▶ [Work task]
As an exercise, copy out the entries exactly as written.

(Stored data entries)
※ ※ ※

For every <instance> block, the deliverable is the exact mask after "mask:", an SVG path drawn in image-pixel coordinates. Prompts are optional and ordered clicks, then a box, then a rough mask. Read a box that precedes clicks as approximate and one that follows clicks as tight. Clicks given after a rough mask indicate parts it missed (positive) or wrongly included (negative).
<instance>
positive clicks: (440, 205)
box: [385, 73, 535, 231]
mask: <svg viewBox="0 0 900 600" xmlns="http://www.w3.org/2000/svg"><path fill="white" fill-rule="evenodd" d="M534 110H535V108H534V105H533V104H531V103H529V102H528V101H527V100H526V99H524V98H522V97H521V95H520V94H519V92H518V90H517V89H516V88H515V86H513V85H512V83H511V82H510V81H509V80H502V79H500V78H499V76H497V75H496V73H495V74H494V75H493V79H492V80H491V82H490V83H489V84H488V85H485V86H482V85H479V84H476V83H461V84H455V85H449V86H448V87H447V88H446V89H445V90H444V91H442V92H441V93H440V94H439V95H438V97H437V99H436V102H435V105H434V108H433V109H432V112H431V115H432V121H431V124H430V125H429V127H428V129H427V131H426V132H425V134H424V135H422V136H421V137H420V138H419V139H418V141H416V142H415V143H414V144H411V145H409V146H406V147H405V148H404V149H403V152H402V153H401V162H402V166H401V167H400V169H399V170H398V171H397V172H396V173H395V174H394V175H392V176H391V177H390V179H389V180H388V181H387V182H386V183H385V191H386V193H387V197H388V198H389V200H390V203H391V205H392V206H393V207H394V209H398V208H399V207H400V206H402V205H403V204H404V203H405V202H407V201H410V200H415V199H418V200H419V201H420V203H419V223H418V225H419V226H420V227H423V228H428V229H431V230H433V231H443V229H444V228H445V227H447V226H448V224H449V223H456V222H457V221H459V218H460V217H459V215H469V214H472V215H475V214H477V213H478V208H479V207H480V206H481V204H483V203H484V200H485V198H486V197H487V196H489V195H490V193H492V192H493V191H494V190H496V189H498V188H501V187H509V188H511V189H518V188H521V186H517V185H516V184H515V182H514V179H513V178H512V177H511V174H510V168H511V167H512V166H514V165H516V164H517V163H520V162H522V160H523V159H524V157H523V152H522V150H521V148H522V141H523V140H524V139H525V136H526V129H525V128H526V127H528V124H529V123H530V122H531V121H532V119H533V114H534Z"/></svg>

※ ※ ※

▶ [Exercise solution]
For every <instance> block, the deliverable is the exact mask after "mask:", an SVG path drawn in image-pixel coordinates. Prompts are optional and ordered clicks, then a box, then a rough mask. Read a box that precedes clicks as approximate and one that follows clicks as tight. Clicks given after a rough mask indicate parts it missed (positive) or wrongly included (negative).
<instance>
positive clicks: (440, 205)
box: [385, 73, 535, 231]
mask: <svg viewBox="0 0 900 600" xmlns="http://www.w3.org/2000/svg"><path fill="white" fill-rule="evenodd" d="M534 110H535V108H534V105H533V104H531V103H529V102H528V101H527V100H526V99H524V98H522V97H521V95H520V94H519V92H518V90H517V89H516V88H515V86H513V85H512V83H511V82H510V81H509V80H502V79H500V78H499V76H497V75H496V73H495V74H494V75H493V79H492V80H491V82H490V83H489V84H488V85H485V86H482V85H479V84H476V83H461V84H455V85H449V86H448V87H447V88H446V89H445V90H444V91H442V92H441V93H440V94H439V95H438V97H437V99H436V102H435V105H434V108H433V109H432V112H431V115H432V121H431V124H430V125H429V127H428V129H427V131H426V132H425V134H424V135H422V136H421V137H420V138H419V139H418V141H416V142H415V143H414V144H411V145H409V146H406V147H405V148H404V149H403V152H402V153H401V162H402V166H401V167H400V169H399V170H398V171H397V172H396V173H395V174H394V175H392V176H391V177H390V179H389V180H388V181H387V182H386V183H385V191H386V193H387V197H388V198H389V200H390V203H391V205H392V206H393V207H394V209H398V208H399V207H400V206H402V205H403V204H404V203H405V202H407V201H410V200H415V199H418V200H419V201H420V203H419V223H418V225H419V226H420V227H423V228H428V229H431V230H433V231H443V229H444V228H445V227H447V226H448V224H449V223H456V222H457V221H459V218H460V217H459V215H469V214H472V215H475V214H477V213H478V208H479V207H480V206H481V204H483V203H484V200H485V198H486V197H487V196H489V195H490V193H492V192H493V191H494V190H496V189H498V188H501V187H509V188H511V189H518V188H521V186H517V185H516V184H515V182H514V179H513V178H512V177H511V174H510V168H511V167H512V166H514V165H516V164H517V163H520V162H522V160H523V159H524V157H523V152H522V150H521V148H522V141H523V140H524V139H525V136H526V129H525V128H526V127H528V124H529V123H530V122H531V121H532V119H533V114H534Z"/></svg>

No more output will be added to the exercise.